* **What is being asked**:
The required output consists solely of the lines from the line containing "Could you please annotate the fender" through the end of the records, copied exactly.

* **Recorded data**:

******************************

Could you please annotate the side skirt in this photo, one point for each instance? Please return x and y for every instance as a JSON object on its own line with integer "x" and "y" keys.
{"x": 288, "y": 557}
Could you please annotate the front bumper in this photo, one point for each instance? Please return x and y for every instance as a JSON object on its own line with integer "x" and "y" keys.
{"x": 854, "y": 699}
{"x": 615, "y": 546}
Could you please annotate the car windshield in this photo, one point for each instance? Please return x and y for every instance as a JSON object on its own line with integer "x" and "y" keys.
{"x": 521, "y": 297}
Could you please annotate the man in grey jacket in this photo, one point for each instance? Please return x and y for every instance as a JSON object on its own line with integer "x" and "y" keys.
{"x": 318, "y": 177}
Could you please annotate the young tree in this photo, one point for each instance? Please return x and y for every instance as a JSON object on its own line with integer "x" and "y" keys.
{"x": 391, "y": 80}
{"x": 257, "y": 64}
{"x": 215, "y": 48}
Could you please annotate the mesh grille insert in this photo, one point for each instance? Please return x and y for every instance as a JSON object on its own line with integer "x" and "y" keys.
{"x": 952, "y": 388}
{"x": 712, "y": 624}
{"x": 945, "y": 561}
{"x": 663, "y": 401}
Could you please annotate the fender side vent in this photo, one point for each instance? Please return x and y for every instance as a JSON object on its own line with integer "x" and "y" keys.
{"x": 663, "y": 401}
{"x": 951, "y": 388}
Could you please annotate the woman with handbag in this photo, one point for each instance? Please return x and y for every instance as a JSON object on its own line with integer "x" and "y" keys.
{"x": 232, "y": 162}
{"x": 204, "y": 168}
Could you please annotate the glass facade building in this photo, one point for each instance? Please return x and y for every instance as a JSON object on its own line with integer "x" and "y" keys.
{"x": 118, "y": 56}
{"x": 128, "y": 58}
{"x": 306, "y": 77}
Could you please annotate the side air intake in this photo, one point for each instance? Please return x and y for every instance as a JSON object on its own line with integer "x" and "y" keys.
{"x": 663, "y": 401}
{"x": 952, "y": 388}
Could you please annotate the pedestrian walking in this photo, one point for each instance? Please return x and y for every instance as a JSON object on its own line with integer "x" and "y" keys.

******************************

* **Result**:
Could you please annotate the fender side vent in this photo, one point for each instance? Please return x and y for every instance as a JSON object on its own line with integer "x" and "y" keys.
{"x": 663, "y": 401}
{"x": 951, "y": 388}
Could you please annotate the woman with handbag in this photo, one point for each instance? Please return x and y for every instance as a JSON object on its own line with integer "x" and "y" keys.
{"x": 232, "y": 162}
{"x": 204, "y": 168}
Could you please annotate the glass facade building in this photo, one point for each instance? Please return x and y for every instance as a JSON object on its own line with integer "x" and "y" keys.
{"x": 118, "y": 56}
{"x": 128, "y": 58}
{"x": 306, "y": 77}
Could you please annotate the side air intake in this photo, one point for each instance? Please return x and y for every instance as a JSON object on its own line with integer "x" and "y" keys.
{"x": 663, "y": 401}
{"x": 952, "y": 388}
Could you please annotate the pedestrian walking in this photo, one point for each instance? Please return x and y for every instance as a JSON object on its own line with integer "x" and "y" keys.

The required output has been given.